-------- DATA SHOWN

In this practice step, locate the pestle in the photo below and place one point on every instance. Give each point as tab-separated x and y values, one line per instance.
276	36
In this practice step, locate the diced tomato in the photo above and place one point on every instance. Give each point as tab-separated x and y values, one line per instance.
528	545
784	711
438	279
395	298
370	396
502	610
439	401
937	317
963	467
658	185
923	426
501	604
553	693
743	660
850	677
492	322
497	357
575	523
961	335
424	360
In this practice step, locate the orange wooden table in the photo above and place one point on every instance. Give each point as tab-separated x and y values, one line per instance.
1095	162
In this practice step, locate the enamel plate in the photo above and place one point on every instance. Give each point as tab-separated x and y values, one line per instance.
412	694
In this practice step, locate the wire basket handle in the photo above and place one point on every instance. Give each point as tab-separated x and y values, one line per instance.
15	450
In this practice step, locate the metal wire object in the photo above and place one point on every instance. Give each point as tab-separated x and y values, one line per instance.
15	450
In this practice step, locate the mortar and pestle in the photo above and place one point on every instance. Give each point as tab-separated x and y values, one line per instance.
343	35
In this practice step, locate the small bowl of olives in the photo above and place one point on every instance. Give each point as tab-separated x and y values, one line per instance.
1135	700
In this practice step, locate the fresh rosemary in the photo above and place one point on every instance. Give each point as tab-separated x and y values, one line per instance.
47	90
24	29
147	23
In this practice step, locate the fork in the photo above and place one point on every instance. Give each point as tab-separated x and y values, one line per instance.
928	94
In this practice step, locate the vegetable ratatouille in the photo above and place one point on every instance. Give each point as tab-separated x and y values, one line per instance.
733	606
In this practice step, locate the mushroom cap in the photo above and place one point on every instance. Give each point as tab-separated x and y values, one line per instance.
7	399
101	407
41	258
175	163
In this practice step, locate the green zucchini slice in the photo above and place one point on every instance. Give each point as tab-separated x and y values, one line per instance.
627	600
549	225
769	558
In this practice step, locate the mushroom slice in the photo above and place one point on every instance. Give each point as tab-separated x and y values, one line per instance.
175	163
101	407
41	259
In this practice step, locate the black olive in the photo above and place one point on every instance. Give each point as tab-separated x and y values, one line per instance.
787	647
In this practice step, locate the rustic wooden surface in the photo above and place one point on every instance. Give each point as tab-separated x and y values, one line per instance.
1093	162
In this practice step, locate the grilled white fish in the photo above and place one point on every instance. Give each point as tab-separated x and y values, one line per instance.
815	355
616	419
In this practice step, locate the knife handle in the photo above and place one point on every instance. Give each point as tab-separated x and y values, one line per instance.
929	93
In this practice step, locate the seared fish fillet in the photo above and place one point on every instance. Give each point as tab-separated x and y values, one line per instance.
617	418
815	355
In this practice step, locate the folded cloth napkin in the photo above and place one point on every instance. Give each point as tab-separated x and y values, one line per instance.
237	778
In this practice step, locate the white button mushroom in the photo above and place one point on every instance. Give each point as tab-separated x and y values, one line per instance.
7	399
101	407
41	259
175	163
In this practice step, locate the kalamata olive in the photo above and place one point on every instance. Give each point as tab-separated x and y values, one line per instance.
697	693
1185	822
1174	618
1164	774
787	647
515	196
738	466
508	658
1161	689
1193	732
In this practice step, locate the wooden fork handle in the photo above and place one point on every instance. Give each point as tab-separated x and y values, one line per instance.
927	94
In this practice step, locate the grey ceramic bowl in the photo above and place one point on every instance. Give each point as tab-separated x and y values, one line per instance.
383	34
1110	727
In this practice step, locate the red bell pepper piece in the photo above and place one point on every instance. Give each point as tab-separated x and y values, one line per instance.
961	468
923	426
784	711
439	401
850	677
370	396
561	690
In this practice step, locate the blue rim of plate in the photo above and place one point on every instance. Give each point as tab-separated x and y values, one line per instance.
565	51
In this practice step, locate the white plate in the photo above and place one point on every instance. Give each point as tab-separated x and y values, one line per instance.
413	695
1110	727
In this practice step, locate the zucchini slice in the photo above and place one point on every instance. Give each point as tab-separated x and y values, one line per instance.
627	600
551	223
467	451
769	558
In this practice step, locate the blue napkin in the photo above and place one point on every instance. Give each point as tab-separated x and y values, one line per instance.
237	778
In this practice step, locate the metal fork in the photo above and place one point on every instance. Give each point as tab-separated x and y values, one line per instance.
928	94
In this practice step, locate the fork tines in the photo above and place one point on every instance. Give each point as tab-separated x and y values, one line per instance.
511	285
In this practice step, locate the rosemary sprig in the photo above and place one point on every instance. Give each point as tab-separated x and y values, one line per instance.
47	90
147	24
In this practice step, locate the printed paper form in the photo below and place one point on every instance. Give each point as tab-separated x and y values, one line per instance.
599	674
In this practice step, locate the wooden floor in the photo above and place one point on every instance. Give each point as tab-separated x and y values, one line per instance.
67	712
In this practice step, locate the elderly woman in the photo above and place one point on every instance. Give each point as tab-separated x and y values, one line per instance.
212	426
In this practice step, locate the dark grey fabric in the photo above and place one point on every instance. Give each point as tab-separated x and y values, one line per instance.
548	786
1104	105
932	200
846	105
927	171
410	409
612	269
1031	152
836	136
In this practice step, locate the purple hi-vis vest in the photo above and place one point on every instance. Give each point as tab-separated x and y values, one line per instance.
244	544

----------------

Print out the entire listing above without any change.

In this practice step, locate the pestle in the photo below and place one point on every instance. Give each point as tab-separated x and y values, one line per instance.
276	36
In this practice step, locate the diced tomato in the photo above and place one point on every instance. Give each point as tab-separated x and y values, one line per instance.
528	545
784	711
438	279
395	298
370	396
502	610
439	401
937	317
963	467
658	185
923	426
501	604
553	693
743	660
850	677
492	322
497	357
575	523
961	335
424	360
In this practice step, locate the orange wooden table in the photo above and place one point on every instance. Give each point as tab-separated x and y values, one line per instance.
1095	162
In this practice step, locate the enamel plate in the photo above and place one point on every instance. Give each point as tab-separated x and y values, one line per instance.
412	694
In this practice step, locate the wire basket handle in the photo above and place one point on every instance. Give each point as tab-separated x and y values, one line per instance.
15	450
In this practice step, locate the metal wire object in the photo above and place one point on every instance. Give each point as tab-separated x and y values, one line per instance.
15	450
In this practice step, locate the mortar and pestle in the photo above and place one point on every instance. Give each point as tab-separated x and y values, one line per instance.
343	35
In this practice step, locate the small bowl of olives in the photo above and place one point on every instance. Give each point as tab-separated x and y values, one line per instance.
1135	700
In this practice step, locate the fresh rosemary in the photo above and place one point on every instance. Give each point as tab-separated x and y values, one line per instance.
47	90
24	29
147	23
In this practice step, locate the fork in the photo above and place one point on every instance. Give each point as tab-separated x and y values, one line per instance.
928	94
In this practice step, locate the vegetable ratatouille in the photo above and place one point on every instance. Give each point as tab-separated x and y values, one line per instance.
733	606
In this practice step, locate the mushroom cap in the photo above and place one point on every instance. Give each point as tab-separated x and y values, one line per instance.
7	399
101	407
41	258
175	163
In this practice step, locate the green zucchini slice in the photo above and place one point on every instance. Give each point as tab-separated x and y values, one line per instance.
627	600
549	225
769	558
In this practice step, locate the mushroom slice in the photo above and place one point on every instance. Give each point as tab-separated x and y values, one line per instance.
175	163
101	407
41	259
In this practice step, locate the black olive in the photo above and place one point on every instance. Give each point as tab-separated x and y values, one line per instance.
787	647
In this practice step, locate the rustic wooden surface in the photo above and place one point on every instance. Give each point as tab-separated x and y values, one line per instance.
1093	162
In this practice step, locate the grilled white fish in the photo above and place one point on every instance. Give each point as tab-separated x and y values, one line per instance.
815	355
616	419
In this practice step, locate the knife handle in the photo above and place one point on every instance. Give each point as tab-separated x and y values, one line per instance.
929	93
In this practice step, locate the seared fish fillet in the photo above and place one point on every instance. Give each point as tab-separated x and y values, one line per instance.
617	418
815	355
In this practice step, locate the folded cloth napkin in the photo above and place one point on every instance. Give each point as tab-separated x and y values, one line per instance.
237	778
In this practice step, locate the white button mushroom in the photo above and place one point on every instance. Give each point as tab-separated x and y values, one line per instance.
7	399
101	407
41	259
175	163
In this practice step, locate the kalamata olive in the photo above and place one point on every instance. Give each point as tab-separated x and y values, one line per instance.
697	693
1185	822
1174	618
1164	774
787	647
515	196
738	466
508	658
1161	689
1193	732
In this practice step, locate the wooden fork handle in the photo above and place one point on every instance. Give each point as tab-separated x and y values, one line per instance.
927	94
In this practice step, locate the grey ceramic bowl in the photo above and place one point on every instance. Give each point as tab-separated x and y values, one line per instance.
383	34
1110	727
In this practice step, locate the red bell pepper piece in the photo above and place one point on every instance. Give each point as tab-separated x and y values, one line per instance.
961	468
923	426
784	711
439	401
850	677
370	396
561	690
In this practice step, locate the blue rim of plate in the photo above and place one point on every instance. Give each point as tab-separated x and y values, one line per instance.
565	51
In this practice step, locate the white plate in the photo above and place one point on every instance. Give each point as tab-separated x and y values, one line per instance.
413	695
1110	727
In this practice step, locate the zucchini slice in the photo above and place one point on every instance. Give each point as tab-separated x and y values, one line per instance.
627	600
551	223
467	451
769	558
In this practice step, locate the blue napkin in the photo above and place one point on every instance. Give each point as tab-separated x and y values, one line per instance.
237	778
In this practice step, locate the metal fork in the photo above and place one point on every instance. Give each point as tab-separated x and y values, one line per instance.
928	94
In this practice step, locate the fork tines in the photo above and place one point on every instance. Give each point as tab-separated x and y values, one line per instance.
511	285
In this practice step, locate the rosemary sprig in the photo above and place one point on every instance. Give each point as tab-separated x and y values, one line per instance.
47	90
147	24
In this practice step, locate the printed paper form in the photo below and place one point on every instance. Give each point as tab-separated x and y values, one line per instance.
599	674
In this practice step, locate the wooden floor in the photo above and place one point on every instance. Give each point as tab-separated x and y values, one line per instance.
67	712
In this practice step, locate the elderly woman in the photo above and place one point on every instance. Give each point as tab-separated x and y values, one line per instance.
212	426
In this practice step, locate the dark grey fabric in the photo above and place one point on every instance. Give each point as tab-separated x and y values, one line per instance.
548	786
1104	105
932	200
846	105
927	171
410	409
612	269
1031	152
836	136
In this practice step, locate the purple hi-vis vest in the photo above and place one point on every instance. Give each point as tab-separated x and y values, one line per instance.
244	544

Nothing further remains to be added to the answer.